§ Instructions to follow
Each record below should be repeated precisely as written.

[Position identification records]

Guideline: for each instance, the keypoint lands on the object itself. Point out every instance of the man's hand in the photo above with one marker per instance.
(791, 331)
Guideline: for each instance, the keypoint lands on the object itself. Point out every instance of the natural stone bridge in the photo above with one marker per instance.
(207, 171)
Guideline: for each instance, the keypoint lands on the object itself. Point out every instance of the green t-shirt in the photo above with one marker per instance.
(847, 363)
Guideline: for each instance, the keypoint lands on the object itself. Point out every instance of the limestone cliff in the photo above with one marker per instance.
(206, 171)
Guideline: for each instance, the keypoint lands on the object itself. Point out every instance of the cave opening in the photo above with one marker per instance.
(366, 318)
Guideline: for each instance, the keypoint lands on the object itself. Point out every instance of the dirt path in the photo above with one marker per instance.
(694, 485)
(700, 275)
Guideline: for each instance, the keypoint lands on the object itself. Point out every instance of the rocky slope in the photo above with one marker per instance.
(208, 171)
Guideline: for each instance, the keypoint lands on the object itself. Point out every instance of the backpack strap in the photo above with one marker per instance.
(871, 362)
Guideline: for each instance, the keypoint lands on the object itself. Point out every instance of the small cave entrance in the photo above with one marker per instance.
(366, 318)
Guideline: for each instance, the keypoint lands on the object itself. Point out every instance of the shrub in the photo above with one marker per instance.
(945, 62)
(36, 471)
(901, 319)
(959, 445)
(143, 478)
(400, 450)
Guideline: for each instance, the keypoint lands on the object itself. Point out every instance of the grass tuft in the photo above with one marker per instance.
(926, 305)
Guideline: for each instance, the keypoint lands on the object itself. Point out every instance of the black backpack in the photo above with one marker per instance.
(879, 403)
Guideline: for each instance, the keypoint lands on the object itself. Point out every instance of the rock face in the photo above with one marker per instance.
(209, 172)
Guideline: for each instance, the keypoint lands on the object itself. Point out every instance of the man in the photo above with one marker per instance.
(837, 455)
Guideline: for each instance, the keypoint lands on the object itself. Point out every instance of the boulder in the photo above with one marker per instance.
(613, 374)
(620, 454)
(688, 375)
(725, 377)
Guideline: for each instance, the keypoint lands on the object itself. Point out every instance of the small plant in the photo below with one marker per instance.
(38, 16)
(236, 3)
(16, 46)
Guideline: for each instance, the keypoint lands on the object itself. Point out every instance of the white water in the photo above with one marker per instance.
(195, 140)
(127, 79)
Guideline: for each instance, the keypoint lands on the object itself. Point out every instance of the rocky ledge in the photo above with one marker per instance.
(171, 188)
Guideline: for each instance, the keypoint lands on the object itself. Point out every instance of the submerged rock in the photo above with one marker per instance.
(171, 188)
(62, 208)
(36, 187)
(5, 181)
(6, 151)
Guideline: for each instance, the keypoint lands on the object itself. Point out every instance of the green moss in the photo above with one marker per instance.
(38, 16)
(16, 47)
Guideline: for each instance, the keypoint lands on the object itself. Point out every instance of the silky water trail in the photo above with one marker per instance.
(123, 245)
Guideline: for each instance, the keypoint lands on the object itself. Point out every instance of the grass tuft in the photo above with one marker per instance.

§ Response for this exercise
Guideline: for each instance, the keypoint lands on the object itself. Point out every instance of the man's hand in the photo above with one marker per instance.
(791, 331)
Guideline: for each instance, the keypoint lands on the object itself. Point out every instance of the natural stone bridge in the photo above with one marker per instance.
(207, 171)
Guideline: for each instance, the keypoint lands on the object itself. Point out every instance of the green t-shirt in the photo above with one marker per instance.
(847, 363)
Guideline: for each instance, the keypoint lands on the object itself. Point out every instance of the limestone cliff in the photo above with one marker per instance.
(206, 171)
Guideline: for each instance, the keypoint lands on the object itself. Point out every instance of the cave opening in the photo above with one marker per instance.
(366, 318)
Guideline: for each instance, the keypoint lands on the object itself. Point out every instance of the dirt path in the photo above with one marker per instance.
(694, 485)
(700, 275)
Guideline: for each instance, the keypoint lands on the object itself. Point out every instance of the rocky slope in the photo above with one marker per instance.
(208, 171)
Guideline: for each instance, the keypoint lands on the object itself. Point out every instance of the backpack strap in the photo above with one marker per instance.
(871, 362)
Guideline: for each instance, the keypoint lands on the object itself. Point out every instance of the small cave entrance in the photo above with one marker per instance.
(366, 318)
Guideline: for each instance, the keypoint lands on the object itself. Point out every instance of the shrub in the photo above with one marker per instance.
(945, 62)
(36, 471)
(901, 319)
(959, 445)
(143, 478)
(400, 450)
Guideline: for each instance, the keypoint lands on the object itself. Point out every instance of the grass tuft in the photo above with one marker per instance.
(926, 305)
Guideline: for each instance, the keypoint lands on the object itself. Point out every instance of the black backpack in the photo above with one marker per instance.
(879, 403)
Guideline: for each instance, the keypoint lands on the object itself. Point out every instance of the rock face in the photo above with one marker per instance.
(209, 172)
Guideline: for each instance, the keypoint lands on the object itself. Point out every instance of the man in the photo above with one marker per instance.
(837, 455)
Guideline: for each instance, the keypoint lands on the object itself. Point out every instance of the boulder in the photo above with one marker per instance.
(613, 374)
(620, 454)
(688, 375)
(725, 377)
Guideline: for each instance, the keypoint lands on the object itself. Point out every instance of the small plant in the photo below with one marker per instance.
(38, 16)
(236, 3)
(16, 46)
Guideline: for each instance, the keypoint lands on the object itself. Point out every instance of the white water in the photo above with one marker per instance.
(195, 140)
(127, 79)
Guideline: for each instance, the keypoint lands on the object itself. Point out every instance of the rocky ledge in the photo above with one marker per instance.
(171, 188)
Guideline: for each instance, the keypoint lands on the object itself. Point out every instance of the submerged rock in the photo above with one marker per instance.
(171, 188)
(62, 208)
(36, 187)
(5, 181)
(6, 151)
Guideline: for each instance, the keypoint lands on the object itself. Point out every instance of the green moss in the photo above with one marker per instance.
(38, 16)
(16, 47)
Guideline: for each instance, the keypoint lands on the object itself. Point out every instance of the silky water trail in the photo above with one marker per instance.
(123, 245)
Guideline: for each instance, the keypoint lands on the object itself. Point out every instance of the grass tuft in the photo above with one marker per instance.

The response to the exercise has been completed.